Starting at the line that contains "of the lamp", transcribe every remaining line of the entries exactly, including the last one.
···
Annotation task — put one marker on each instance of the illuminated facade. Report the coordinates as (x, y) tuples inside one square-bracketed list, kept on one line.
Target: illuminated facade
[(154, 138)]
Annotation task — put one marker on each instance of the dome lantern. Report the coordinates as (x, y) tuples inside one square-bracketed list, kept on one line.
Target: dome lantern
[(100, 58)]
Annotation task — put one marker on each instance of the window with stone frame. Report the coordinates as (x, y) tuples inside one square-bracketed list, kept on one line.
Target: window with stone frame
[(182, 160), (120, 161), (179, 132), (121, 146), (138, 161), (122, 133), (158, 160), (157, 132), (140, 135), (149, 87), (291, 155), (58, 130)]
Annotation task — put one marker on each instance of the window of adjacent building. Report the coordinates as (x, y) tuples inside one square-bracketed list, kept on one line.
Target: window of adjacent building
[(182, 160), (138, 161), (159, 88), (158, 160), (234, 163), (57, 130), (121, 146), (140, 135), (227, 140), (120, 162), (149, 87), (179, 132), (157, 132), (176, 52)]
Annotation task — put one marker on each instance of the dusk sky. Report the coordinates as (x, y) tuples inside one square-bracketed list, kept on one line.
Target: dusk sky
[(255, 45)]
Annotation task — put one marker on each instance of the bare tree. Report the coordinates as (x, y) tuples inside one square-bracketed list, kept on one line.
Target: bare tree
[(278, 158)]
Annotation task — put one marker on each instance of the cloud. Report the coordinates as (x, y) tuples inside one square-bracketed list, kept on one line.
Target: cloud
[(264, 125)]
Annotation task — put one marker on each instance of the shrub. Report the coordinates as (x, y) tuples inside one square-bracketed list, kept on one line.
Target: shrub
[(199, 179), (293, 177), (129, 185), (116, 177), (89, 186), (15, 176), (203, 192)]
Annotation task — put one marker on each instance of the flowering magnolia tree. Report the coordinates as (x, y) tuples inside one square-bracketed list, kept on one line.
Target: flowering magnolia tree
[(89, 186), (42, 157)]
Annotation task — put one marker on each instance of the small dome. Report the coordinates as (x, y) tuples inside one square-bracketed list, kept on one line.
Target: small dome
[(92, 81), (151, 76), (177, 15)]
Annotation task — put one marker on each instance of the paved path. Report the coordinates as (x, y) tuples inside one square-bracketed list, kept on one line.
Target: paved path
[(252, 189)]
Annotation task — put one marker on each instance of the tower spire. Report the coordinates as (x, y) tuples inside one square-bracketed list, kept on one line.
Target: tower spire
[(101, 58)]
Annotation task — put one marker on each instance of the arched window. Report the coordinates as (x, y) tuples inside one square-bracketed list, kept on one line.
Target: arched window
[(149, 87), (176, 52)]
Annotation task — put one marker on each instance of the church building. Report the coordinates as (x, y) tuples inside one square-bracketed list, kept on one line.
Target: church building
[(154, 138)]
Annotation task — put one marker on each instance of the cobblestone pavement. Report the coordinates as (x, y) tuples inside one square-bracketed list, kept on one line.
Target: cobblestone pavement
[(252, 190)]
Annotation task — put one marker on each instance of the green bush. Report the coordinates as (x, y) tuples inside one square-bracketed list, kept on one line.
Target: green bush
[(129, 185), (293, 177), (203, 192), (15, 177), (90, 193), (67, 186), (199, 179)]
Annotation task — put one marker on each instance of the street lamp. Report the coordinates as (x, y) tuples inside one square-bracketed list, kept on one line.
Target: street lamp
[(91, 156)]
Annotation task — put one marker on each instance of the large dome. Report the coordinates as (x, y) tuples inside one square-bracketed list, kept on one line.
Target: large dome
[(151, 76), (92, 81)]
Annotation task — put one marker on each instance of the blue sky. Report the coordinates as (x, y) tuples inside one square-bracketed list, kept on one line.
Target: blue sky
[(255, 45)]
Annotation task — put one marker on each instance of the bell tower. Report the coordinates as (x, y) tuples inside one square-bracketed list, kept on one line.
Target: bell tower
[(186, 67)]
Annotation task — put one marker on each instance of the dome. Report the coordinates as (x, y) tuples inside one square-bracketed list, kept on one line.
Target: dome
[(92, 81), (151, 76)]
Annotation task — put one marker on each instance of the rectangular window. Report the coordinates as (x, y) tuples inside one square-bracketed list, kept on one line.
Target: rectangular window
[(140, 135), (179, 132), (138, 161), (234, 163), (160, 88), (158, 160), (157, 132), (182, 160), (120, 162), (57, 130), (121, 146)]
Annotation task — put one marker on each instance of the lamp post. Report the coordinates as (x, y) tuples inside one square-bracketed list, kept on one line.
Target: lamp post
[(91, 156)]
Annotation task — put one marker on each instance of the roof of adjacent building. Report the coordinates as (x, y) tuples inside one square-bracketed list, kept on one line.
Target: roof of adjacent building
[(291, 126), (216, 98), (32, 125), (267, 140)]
···
» ANSWER SECTION
Annotation task — put one marker on each instance of the lamp post. Report the coordinates as (x, y) tuples inside one square-bracketed list, kept on one line.
Target: lamp post
[(91, 156)]
Annotation task — put one marker on each instance of the roof of adjacent building. Report the coordinates as (x, y) tuples inside one square-bracketed list, kept on one line.
Target: roof of adjacent building
[(291, 126), (216, 98), (32, 125), (267, 140)]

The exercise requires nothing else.